▶ _Выбранный отрывок_:
--- --- ---
С другой стороны, классические произведения откровенно христианского характера в обеих культурах занимают значительное место. В Британии это в первую очередь «Потерянный рай» Дж. Мильтона (1667), «Путь паломника» Дж. Беньяна (1678), «Рождественская песнь» Ч. Диккенса (1843) или «Письма Баламута» К. С. Льюиса (1942). В России выдающиеся примеры такой литературы – «Житие протоиерея Аввакума, им самим написанное» (1672–1675, впервые опубликовано в России в 1861 году), «Выбранные места из переписки с друзьями» Н. В. Гоголя (1847), «Соборяне» Н. А. Лескова (1872) или «Братья Карамазовы» Достоевского (1880). Однако в данной книге меня интересует не собственно христианская литература России, а выраженная в ней тревога за свое христианское наследие, в частности по поводу значения Иисуса Христа.
--- --- ---
▶ _Исходные материалы_:
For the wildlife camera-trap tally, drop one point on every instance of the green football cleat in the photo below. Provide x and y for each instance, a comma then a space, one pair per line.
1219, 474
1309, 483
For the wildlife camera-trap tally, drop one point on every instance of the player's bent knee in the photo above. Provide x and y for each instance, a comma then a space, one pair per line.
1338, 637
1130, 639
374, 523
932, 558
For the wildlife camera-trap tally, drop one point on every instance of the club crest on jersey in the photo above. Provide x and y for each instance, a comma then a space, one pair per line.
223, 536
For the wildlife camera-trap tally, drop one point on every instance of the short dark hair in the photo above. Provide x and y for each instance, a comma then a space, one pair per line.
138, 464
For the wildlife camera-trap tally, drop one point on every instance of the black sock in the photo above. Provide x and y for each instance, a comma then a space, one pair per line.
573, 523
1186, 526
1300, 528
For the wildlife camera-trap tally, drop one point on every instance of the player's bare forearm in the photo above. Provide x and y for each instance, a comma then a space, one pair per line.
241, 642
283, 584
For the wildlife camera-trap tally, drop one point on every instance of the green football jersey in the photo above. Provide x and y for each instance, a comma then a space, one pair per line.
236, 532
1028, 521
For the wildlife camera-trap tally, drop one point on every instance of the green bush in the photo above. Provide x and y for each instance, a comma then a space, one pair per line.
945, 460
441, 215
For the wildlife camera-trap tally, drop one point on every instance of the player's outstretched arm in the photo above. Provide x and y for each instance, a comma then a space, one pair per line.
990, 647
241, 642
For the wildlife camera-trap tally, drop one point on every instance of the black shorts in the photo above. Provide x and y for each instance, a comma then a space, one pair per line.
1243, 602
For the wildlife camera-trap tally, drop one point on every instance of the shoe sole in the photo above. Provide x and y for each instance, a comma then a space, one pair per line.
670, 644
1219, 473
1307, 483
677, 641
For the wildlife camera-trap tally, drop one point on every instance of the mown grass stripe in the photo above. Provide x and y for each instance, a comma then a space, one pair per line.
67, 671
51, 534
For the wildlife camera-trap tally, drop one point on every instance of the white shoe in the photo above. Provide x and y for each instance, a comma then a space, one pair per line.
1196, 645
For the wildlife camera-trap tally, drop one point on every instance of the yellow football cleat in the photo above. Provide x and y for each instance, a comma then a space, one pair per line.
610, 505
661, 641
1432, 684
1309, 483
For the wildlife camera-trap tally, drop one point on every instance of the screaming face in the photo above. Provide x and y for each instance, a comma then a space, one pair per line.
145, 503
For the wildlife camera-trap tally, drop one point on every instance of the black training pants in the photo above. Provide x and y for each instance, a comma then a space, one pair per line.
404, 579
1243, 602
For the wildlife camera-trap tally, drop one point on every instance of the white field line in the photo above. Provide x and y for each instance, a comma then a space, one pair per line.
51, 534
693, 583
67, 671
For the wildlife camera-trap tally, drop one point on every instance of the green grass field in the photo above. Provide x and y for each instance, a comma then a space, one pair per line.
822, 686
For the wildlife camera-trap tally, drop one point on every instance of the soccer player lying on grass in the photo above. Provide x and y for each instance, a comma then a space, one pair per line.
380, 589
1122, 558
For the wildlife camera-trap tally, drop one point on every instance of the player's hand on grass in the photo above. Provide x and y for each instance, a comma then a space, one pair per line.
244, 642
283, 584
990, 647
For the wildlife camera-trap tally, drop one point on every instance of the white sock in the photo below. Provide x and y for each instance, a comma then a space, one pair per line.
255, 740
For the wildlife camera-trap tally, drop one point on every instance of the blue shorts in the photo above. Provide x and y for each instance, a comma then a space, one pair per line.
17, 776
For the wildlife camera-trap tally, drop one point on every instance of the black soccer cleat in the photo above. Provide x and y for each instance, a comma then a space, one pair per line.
--- --- ---
▶ _Задания_:
1 - Процитируйте целиком отрывок о христианской литературе Британии и России, ничего в нем не меняя.
2 - В отрезке листинга от строки, содержащей «of the yellow», до конца листинга включительно замените «wildlife camera-trap tally» на «sports photo tally», оставив все прочее как есть. Выведите только этот отрезок.

▶ _Ответы_:
1 -
С другой стороны, классические произведения откровенно христианского характера в обеих культурах занимают значительное место. В Британии это в первую очередь «Потерянный рай» Дж. Мильтона (1667), «Путь паломника» Дж. Беньяна (1678), «Рождественская песнь» Ч. Диккенса (1843) или «Письма Баламута» К. С. Льюиса (1942). В России выдающиеся примеры такой литературы – «Житие протоиерея Аввакума, им самим написанное» (1672–1675, впервые опубликовано в России в 1861 году), «Выбранные места из переписки с друзьями» Н. В. Гоголя (1847), «Соборяне» Н. А. Лескова (1872) или «Братья Карамазовы» Достоевского (1880). Однако в данной книге меня интересует не собственно христианская литература России, а выраженная в ней тревога за свое христианское наследие, в частности по поводу значения Иисуса Христа.

2 -
For the sports photo tally, drop one point on every instance of the yellow football cleat in the photo above. Provide x and y for each instance, a comma then a space, one pair per line.
610, 505
661, 641
1432, 684
1309, 483
For the sports photo tally, drop one point on every instance of the screaming face in the photo above. Provide x and y for each instance, a comma then a space, one pair per line.
145, 503
For the sports photo tally, drop one point on every instance of the black training pants in the photo above. Provide x and y for each instance, a comma then a space, one pair per line.
404, 579
1243, 602
For the sports photo tally, drop one point on every instance of the white field line in the photo above. Provide x and y for each instance, a comma then a space, one pair per line.
51, 534
693, 583
67, 671
For the sports photo tally, drop one point on every instance of the green grass field in the photo above. Provide x and y for each instance, a comma then a space, one pair per line.
822, 686
For the sports photo tally, drop one point on every instance of the soccer player lying on grass in the photo above. Provide x and y for each instance, a comma then a space, one pair per line.
380, 589
1122, 558
For the sports photo tally, drop one point on every instance of the player's hand on grass in the photo above. Provide x and y for each instance, a comma then a space, one pair per line.
244, 642
283, 584
990, 647
For the sports photo tally, drop one point on every instance of the white sock in the photo below. Provide x and y for each instance, a comma then a space, one pair per line.
255, 740
For the sports photo tally, drop one point on every instance of the blue shorts in the photo above. Provide x and y for each instance, a comma then a space, one pair per line.
17, 776
For the sports photo tally, drop one point on every instance of the black soccer cleat in the photo above. Provide x and y for each instance, a comma then a space, one pair per line.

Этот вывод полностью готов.